### To do:
Report how many lines in the listing below contain the word "glass". Give only the number.
[START OF Available records]
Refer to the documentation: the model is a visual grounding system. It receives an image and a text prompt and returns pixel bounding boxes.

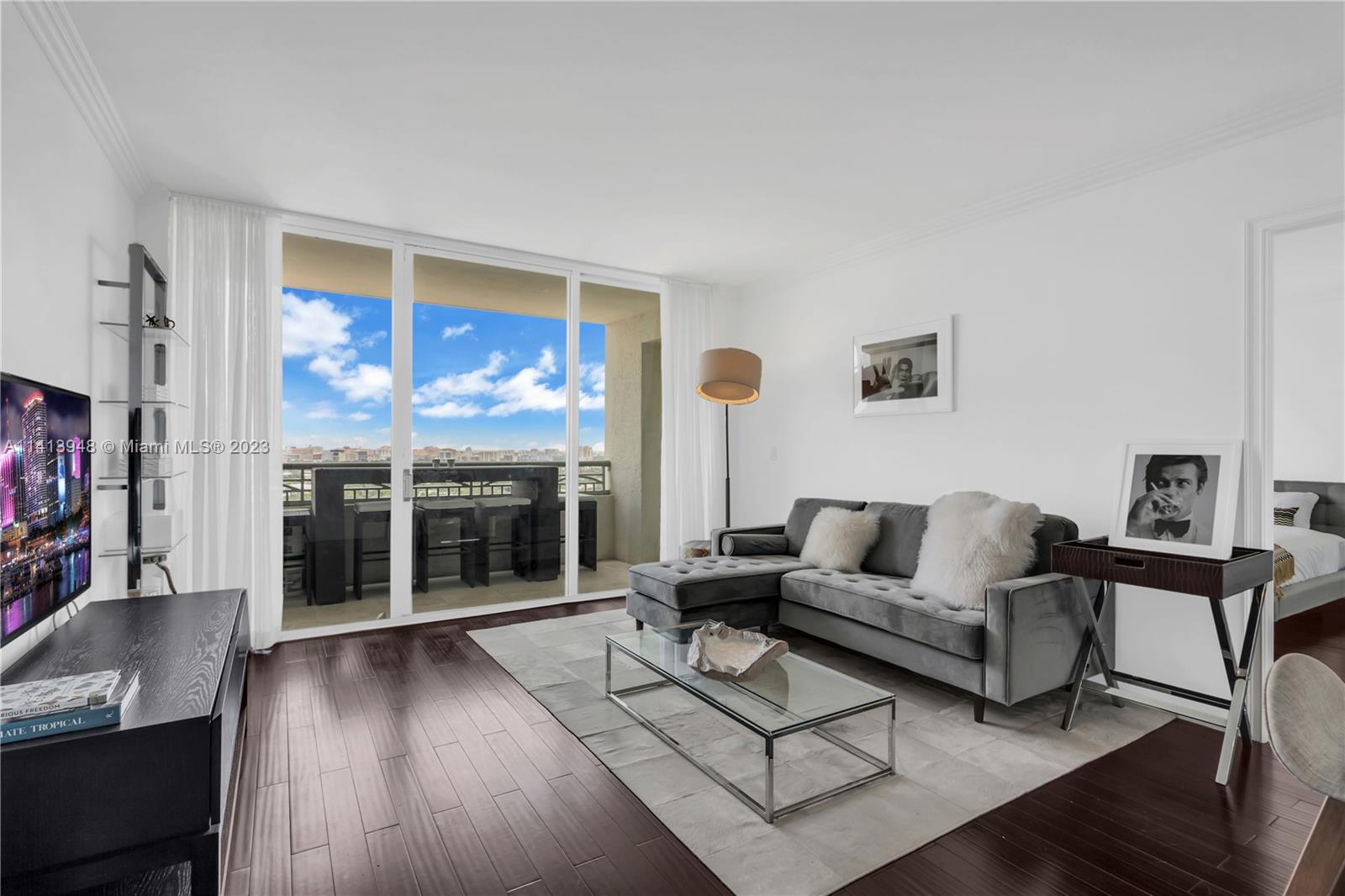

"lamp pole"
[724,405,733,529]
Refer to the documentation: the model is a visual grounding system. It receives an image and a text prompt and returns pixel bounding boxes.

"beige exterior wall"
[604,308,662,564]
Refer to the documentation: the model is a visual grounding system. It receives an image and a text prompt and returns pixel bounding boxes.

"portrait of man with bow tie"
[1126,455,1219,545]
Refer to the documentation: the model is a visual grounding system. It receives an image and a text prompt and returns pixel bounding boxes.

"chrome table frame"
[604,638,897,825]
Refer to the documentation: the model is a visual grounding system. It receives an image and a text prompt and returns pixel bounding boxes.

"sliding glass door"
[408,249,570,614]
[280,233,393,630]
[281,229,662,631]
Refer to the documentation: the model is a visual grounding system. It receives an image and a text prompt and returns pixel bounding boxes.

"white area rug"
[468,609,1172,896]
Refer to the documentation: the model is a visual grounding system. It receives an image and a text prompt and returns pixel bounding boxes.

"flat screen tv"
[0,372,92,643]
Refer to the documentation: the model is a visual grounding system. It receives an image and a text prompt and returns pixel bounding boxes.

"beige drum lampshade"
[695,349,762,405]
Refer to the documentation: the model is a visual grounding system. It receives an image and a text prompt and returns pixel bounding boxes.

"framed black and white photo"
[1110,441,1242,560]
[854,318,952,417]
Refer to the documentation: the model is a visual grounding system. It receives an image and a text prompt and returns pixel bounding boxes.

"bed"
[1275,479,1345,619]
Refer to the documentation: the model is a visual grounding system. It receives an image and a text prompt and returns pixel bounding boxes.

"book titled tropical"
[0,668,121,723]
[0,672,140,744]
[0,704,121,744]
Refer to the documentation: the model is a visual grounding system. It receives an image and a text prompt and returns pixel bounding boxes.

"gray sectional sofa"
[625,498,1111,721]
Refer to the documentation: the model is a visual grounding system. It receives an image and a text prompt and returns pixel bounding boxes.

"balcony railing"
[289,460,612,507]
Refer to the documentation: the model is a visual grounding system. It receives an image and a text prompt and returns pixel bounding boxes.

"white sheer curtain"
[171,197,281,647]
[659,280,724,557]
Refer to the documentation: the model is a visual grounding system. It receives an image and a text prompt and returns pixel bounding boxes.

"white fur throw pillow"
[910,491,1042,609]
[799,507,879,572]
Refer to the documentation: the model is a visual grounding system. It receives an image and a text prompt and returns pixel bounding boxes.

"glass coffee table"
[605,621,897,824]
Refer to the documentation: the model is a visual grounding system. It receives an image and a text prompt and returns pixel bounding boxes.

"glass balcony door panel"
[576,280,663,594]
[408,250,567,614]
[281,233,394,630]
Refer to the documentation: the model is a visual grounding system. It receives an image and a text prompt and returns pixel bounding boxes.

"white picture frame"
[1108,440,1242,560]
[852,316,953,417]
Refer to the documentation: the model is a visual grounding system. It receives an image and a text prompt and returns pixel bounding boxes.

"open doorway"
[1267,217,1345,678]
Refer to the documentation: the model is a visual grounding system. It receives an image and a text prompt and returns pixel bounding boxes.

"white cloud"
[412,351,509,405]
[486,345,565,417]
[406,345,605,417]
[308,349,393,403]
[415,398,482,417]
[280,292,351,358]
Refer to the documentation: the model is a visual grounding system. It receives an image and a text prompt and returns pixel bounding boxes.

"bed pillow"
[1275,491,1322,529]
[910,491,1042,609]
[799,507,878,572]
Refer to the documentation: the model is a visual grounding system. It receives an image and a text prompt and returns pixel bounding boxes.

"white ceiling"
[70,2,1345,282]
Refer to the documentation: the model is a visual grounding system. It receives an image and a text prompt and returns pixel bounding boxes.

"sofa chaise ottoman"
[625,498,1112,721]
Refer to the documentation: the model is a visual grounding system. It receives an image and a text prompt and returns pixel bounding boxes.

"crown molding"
[END OF Available records]
### The answer:
3